The tasks:
1) In the passage on the Stones and the Beatles, which album did the Stones release after the Beatles put out Sgt. Pepper's Lonely Hearts Club Band?
2) Retype the part of the passage on the Stones and the Beatles that starts with "Since those early" and goes on through "was short lived.)".

Passage provided:
====
Since those early days, though, the Stones have usually looked elsewhere for cues, and in the '60s, those often came from the Beatles. When Lennon and McCartney unplugged and went introspective, so did the Stones. When the Beatles went psychedelic and released their most dated album -- Sgt. Pepper's Lonely Hearts Club Band -- the Stones donned similar garb and released Their Satanic Majesties Request, which was dated about five minutes after it hit the record bin. Probably the best example of what separated the two groups came in the watershed year of 1968. While the Stones marched to the beat of the noisy left with "Street Fighting Man," the Beatles had enough independence to sneer at the radicals in "Revolution." (Unfortunately, John Lennon's political skepticism was short lived.)
====
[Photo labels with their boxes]
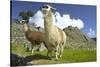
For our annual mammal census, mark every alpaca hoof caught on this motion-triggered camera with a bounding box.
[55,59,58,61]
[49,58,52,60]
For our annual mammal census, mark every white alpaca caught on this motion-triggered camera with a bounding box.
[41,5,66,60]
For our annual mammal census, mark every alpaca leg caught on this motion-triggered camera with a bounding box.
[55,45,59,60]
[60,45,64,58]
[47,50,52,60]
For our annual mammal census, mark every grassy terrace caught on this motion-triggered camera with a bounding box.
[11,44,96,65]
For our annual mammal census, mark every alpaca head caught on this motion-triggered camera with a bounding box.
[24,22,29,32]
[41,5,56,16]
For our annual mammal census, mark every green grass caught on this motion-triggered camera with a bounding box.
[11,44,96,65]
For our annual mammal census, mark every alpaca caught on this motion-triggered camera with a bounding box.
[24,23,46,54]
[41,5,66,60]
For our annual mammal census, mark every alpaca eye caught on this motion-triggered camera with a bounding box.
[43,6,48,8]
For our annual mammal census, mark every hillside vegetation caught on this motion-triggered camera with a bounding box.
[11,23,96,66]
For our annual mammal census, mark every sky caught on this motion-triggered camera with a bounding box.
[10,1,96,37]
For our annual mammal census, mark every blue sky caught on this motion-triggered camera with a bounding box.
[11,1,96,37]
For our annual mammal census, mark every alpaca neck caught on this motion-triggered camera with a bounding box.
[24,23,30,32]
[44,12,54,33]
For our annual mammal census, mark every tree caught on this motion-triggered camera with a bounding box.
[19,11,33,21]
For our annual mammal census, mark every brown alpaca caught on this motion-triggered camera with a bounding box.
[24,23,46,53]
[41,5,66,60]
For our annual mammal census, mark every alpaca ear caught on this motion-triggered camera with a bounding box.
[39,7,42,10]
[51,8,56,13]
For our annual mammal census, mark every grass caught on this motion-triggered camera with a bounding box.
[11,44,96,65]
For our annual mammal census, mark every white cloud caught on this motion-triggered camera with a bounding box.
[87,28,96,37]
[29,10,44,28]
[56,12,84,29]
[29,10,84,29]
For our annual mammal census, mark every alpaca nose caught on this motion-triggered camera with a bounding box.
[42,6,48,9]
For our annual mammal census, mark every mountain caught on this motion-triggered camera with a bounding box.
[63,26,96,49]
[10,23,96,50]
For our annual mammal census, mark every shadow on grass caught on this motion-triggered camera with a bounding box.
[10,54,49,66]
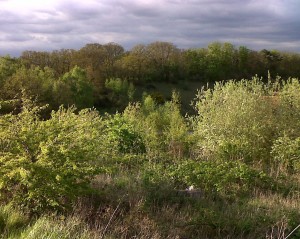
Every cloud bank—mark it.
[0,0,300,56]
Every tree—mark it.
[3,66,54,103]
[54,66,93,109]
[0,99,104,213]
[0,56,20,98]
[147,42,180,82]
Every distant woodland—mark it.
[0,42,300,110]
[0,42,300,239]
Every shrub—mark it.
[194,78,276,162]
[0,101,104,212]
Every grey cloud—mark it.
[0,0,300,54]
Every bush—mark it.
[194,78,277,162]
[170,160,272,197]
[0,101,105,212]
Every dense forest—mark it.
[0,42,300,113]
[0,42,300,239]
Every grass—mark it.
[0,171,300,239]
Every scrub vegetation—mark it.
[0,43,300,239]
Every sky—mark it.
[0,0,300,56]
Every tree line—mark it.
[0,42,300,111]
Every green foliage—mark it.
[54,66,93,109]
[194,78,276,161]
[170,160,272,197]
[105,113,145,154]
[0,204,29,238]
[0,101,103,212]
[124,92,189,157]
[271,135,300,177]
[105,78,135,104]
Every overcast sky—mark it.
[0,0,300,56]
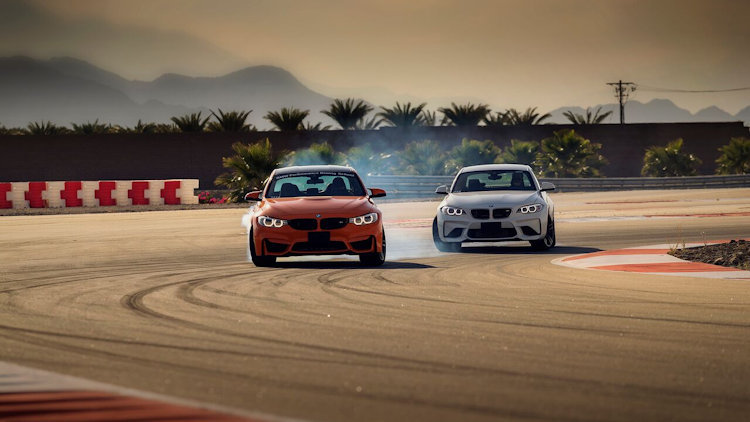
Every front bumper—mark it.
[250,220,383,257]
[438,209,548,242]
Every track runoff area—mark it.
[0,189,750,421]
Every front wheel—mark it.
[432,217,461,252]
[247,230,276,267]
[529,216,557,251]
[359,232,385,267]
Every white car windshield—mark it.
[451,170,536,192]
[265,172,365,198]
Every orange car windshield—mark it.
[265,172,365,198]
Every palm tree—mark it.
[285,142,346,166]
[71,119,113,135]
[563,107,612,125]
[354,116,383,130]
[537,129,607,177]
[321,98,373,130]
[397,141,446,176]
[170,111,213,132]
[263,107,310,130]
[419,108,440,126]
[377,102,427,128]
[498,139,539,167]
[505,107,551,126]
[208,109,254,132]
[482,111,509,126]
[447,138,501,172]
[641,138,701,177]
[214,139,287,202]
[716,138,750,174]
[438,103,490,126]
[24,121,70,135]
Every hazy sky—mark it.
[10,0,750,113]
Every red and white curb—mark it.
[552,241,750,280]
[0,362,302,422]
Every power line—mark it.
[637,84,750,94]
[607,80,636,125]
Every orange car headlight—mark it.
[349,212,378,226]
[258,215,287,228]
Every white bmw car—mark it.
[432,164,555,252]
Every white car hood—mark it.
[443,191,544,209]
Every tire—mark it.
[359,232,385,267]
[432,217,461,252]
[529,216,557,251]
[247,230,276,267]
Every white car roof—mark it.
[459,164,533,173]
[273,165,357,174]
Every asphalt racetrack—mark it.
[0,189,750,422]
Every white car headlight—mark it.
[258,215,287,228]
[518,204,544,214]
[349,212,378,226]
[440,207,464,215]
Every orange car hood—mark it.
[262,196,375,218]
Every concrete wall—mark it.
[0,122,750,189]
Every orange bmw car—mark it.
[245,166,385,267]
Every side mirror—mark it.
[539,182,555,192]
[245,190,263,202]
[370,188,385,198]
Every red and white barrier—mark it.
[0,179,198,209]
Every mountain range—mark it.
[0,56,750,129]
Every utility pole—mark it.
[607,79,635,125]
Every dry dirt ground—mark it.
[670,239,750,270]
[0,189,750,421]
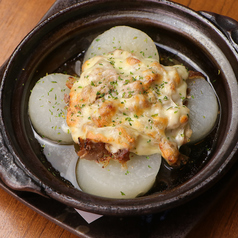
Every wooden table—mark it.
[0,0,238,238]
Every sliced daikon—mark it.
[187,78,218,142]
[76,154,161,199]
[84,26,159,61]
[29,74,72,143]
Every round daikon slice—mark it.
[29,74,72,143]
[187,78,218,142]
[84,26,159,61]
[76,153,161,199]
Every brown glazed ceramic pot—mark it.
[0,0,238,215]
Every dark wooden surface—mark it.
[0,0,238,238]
====
List of solutions:
1) Their Satanic Majesties Request

2)
Since those early days, though, the Stones have usually looked elsewhere for cues, and in the '60s, those often came from the Beatles. When Lennon and McCartney unplugged and went introspective, so did the Stones. When the Beatles went psychedelic and released their most dated album -- Sgt. Pepper's Lonely Hearts Club Band -- the Stones donned similar garb and released Their Satanic Majesties Request, which was dated about five minutes after it hit the record bin. Probably the best example of what separated the two groups came in the watershed year of 1968. While the Stones marched to the beat of the noisy left with "Street Fighting Man," the Beatles had enough independence to sneer at the radicals in "Revolution." (Unfortunately, John Lennon's political skepticism was short lived.)